Dataset -
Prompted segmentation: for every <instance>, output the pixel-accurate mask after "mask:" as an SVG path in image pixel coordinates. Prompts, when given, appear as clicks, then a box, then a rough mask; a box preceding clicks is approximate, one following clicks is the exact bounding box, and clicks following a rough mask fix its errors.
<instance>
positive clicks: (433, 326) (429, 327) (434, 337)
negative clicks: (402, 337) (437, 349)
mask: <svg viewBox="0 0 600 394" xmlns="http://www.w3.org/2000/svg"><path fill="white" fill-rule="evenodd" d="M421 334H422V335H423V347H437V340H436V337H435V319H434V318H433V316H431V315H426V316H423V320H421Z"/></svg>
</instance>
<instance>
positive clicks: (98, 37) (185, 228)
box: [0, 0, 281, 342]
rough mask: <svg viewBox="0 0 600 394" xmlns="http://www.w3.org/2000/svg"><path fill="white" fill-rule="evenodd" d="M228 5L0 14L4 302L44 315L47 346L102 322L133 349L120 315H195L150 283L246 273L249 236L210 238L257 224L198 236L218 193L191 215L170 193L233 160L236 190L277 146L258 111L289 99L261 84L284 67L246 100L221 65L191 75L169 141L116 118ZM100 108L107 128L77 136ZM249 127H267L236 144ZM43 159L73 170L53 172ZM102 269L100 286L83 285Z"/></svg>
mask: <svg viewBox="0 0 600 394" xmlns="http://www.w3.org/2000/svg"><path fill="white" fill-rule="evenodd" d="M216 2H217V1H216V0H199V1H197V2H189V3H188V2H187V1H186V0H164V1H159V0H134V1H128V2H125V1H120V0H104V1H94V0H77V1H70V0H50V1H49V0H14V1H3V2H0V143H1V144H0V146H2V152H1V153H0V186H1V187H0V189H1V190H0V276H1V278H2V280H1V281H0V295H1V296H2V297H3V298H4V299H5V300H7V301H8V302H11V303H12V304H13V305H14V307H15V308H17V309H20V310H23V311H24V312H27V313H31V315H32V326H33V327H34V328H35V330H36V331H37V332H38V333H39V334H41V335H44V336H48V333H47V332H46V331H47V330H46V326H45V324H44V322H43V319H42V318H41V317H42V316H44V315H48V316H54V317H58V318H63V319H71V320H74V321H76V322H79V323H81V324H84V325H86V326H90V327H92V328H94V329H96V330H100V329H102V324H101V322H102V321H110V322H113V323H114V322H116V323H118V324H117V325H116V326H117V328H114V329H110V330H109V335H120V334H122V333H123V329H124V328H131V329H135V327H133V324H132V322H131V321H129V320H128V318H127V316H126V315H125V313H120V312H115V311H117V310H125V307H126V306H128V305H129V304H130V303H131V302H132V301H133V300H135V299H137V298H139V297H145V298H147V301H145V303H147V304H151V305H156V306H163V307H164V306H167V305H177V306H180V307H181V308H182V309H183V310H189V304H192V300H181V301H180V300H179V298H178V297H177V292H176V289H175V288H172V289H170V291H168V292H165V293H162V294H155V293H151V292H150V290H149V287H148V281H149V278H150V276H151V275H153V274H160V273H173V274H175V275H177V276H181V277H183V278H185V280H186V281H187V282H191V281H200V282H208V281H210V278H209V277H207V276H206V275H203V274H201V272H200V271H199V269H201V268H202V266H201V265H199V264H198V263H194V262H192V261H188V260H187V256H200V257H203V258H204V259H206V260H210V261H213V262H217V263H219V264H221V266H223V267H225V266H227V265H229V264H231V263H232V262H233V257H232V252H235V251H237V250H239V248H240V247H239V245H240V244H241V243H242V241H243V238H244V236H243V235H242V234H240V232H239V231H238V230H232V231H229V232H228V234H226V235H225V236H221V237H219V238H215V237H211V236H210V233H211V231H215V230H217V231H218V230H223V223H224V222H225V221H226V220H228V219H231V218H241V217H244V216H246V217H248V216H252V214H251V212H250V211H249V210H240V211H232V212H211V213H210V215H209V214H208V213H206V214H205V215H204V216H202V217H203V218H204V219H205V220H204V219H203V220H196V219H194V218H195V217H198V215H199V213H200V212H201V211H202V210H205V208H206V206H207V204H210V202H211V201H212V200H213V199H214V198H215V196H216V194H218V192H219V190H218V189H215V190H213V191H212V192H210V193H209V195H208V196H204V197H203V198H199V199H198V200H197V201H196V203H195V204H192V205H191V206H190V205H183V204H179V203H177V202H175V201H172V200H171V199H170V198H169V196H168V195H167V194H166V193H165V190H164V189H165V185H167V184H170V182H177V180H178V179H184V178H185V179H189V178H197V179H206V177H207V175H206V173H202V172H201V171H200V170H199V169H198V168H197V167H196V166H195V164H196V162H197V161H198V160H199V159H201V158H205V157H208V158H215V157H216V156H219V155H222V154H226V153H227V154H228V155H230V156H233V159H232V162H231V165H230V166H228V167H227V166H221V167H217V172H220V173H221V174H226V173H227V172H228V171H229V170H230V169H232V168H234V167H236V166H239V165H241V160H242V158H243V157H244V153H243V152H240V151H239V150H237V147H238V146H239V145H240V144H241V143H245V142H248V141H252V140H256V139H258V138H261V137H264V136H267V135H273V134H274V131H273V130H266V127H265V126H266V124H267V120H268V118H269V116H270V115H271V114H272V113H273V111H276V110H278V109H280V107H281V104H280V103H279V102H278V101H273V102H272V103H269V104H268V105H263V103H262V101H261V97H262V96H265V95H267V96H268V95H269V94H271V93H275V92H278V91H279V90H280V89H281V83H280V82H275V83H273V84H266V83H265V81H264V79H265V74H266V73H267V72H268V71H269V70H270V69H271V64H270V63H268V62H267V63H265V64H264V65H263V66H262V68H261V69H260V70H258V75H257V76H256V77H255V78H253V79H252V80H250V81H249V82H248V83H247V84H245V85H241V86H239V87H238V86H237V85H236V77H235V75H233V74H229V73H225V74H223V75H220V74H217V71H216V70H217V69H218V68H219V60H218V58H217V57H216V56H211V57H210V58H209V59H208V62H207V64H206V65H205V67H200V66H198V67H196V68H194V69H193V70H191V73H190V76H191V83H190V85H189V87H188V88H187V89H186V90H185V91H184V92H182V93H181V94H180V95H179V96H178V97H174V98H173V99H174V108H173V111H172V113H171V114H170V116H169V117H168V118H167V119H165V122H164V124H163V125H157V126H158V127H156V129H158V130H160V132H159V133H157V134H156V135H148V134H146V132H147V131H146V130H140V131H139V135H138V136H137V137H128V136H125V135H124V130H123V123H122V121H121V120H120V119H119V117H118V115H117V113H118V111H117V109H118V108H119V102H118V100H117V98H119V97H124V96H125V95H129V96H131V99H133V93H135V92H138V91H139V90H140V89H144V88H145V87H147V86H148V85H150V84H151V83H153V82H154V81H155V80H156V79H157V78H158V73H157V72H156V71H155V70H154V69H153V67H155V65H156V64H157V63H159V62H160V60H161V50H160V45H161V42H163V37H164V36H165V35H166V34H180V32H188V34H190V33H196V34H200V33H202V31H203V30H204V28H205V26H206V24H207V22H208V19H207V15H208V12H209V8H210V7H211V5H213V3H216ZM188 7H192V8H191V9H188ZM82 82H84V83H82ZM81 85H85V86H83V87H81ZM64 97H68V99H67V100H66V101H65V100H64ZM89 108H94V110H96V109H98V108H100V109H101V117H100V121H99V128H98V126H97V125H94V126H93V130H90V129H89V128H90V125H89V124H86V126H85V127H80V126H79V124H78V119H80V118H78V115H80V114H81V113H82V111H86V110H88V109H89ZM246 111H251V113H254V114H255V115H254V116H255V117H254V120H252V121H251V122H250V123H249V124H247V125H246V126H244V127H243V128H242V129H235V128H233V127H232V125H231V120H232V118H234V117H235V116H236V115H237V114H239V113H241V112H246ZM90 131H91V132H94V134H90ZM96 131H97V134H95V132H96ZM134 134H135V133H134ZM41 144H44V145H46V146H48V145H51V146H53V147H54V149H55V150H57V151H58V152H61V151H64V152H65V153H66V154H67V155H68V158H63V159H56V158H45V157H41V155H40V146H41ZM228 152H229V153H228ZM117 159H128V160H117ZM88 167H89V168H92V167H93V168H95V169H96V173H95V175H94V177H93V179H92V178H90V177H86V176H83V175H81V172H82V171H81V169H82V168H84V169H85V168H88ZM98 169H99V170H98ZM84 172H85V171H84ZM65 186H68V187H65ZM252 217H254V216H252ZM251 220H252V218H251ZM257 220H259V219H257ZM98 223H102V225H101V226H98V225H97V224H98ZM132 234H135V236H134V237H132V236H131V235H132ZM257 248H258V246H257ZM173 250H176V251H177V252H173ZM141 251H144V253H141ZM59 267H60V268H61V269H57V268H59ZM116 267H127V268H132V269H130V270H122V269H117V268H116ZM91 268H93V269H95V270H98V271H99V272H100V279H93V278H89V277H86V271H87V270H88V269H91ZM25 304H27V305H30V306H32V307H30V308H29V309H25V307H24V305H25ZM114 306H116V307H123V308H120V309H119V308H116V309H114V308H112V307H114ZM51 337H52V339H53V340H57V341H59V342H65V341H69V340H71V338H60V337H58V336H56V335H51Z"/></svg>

Task to carry out -
Lines from the entries that contain the string "positive" must be found and copied.

Worked solution -
positive clicks: (433, 326) (429, 327) (434, 337)
positive clicks: (98, 37) (185, 228)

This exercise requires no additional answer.